TASK TO COMPLETE - All of the data, word for word and free of pictures, is the expected result.

DATA PROVIDED -
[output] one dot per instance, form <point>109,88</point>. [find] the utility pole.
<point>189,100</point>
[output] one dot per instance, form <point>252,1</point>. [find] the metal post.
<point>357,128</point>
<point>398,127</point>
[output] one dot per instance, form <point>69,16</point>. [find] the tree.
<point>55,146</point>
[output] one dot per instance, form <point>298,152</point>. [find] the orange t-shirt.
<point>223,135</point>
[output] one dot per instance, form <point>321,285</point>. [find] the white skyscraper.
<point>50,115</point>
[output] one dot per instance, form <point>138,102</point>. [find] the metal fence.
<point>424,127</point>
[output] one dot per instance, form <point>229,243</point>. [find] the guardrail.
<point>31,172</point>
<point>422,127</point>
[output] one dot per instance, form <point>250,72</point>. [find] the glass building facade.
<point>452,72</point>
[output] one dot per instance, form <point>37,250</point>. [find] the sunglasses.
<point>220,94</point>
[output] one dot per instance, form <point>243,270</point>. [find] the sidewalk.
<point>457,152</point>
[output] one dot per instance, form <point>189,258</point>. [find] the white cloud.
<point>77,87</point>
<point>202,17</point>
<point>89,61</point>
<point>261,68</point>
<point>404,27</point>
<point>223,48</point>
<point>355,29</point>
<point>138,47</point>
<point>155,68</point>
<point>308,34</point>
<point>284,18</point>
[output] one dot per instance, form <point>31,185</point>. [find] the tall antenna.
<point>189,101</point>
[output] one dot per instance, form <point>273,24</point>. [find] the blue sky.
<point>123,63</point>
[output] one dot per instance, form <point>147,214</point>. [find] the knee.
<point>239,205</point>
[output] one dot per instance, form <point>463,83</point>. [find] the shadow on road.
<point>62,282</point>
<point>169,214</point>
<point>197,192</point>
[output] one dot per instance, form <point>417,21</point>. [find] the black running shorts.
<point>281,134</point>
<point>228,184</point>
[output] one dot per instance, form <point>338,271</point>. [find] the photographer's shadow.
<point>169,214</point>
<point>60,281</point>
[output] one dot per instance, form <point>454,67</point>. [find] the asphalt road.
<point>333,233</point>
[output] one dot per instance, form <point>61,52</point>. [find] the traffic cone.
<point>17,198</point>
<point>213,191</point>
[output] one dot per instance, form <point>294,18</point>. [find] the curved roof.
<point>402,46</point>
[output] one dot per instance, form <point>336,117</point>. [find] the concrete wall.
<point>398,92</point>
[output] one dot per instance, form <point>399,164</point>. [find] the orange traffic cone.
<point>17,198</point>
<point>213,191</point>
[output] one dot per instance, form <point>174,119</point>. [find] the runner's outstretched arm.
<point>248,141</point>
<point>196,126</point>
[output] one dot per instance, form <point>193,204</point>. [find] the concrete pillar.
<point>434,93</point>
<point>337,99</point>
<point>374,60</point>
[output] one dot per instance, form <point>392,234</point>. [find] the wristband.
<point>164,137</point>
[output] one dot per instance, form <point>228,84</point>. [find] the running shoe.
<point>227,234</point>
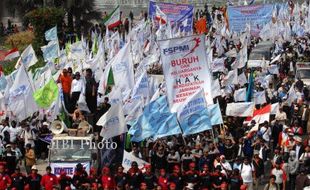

OUTPUT OF THE EXERCISE -
[output] one dot per instance, form <point>109,88</point>. [find] the utility pole.
<point>189,100</point>
[output] one dot per instance, form <point>252,1</point>. [find] the metal post.
<point>357,128</point>
<point>398,127</point>
[output] one dot per instance, form <point>69,16</point>. [find] the tree.
<point>55,146</point>
[output] one dot per instance, form <point>298,152</point>. [find] the orange t-shirt.
<point>223,135</point>
[output] one dot per instance, form <point>321,285</point>. [find] the white skyscraper.
<point>50,115</point>
[output] one dot per instance, form <point>138,102</point>. [find] the metal fence.
<point>424,127</point>
[output] one dot per instance, form <point>229,243</point>. [find] the guardrail.
<point>31,172</point>
<point>422,127</point>
[output] one dot per instance, form <point>250,72</point>. [find] the glass building facade.
<point>452,72</point>
[output] one dot per instance, form <point>37,250</point>. [find] the sunglasses.
<point>220,94</point>
[output] one dot per instance, form <point>243,270</point>. [find] the sidewalk.
<point>457,152</point>
[output] one dot per instance, form <point>189,258</point>. [find] the white cloud.
<point>77,87</point>
<point>202,17</point>
<point>89,61</point>
<point>261,68</point>
<point>404,27</point>
<point>223,48</point>
<point>355,29</point>
<point>138,47</point>
<point>155,68</point>
<point>308,34</point>
<point>284,18</point>
[output] one dot per instance, form <point>31,185</point>. [find] the tall antenna.
<point>189,101</point>
[output] one dot per instance, form <point>273,24</point>. [find] the blue sky.
<point>123,63</point>
[output] one dot per instance, form <point>147,214</point>. [find] the knee.
<point>239,205</point>
[output] one dot per instance, form <point>463,83</point>. [find] the shadow on road.
<point>62,282</point>
<point>169,214</point>
<point>197,192</point>
[output] one dot per instance, form <point>417,21</point>. [find] the black running shorts.
<point>281,134</point>
<point>228,184</point>
[output] one dot per instance, form <point>338,271</point>. [find] the photographer's shadow.
<point>169,214</point>
<point>60,281</point>
[output] one dot per instance, form <point>454,67</point>. [find] the asphalt road.
<point>333,233</point>
[output] one dot per instance, form <point>61,52</point>. [find] the traffic cone.
<point>17,198</point>
<point>213,191</point>
[output] one dot per instance, form <point>294,18</point>. [find] the curved roof.
<point>402,46</point>
[output] one dot per instance, form <point>336,117</point>. [find] the concrete wall.
<point>398,92</point>
[output] one dot per instance, form <point>399,164</point>. [find] the orange traffic cone.
<point>17,198</point>
<point>213,191</point>
[output] one dot per instance, form <point>174,119</point>. [find] the runner's outstretched arm.
<point>248,141</point>
<point>196,126</point>
[output] one dot per instance, form <point>193,204</point>. [find] the concrete pillar.
<point>434,93</point>
<point>337,99</point>
<point>374,60</point>
[output] one dot per instance, form <point>392,234</point>. [find] the wristband.
<point>164,137</point>
[output] one dot per instance, form <point>228,84</point>. [find] the running shoe.
<point>227,234</point>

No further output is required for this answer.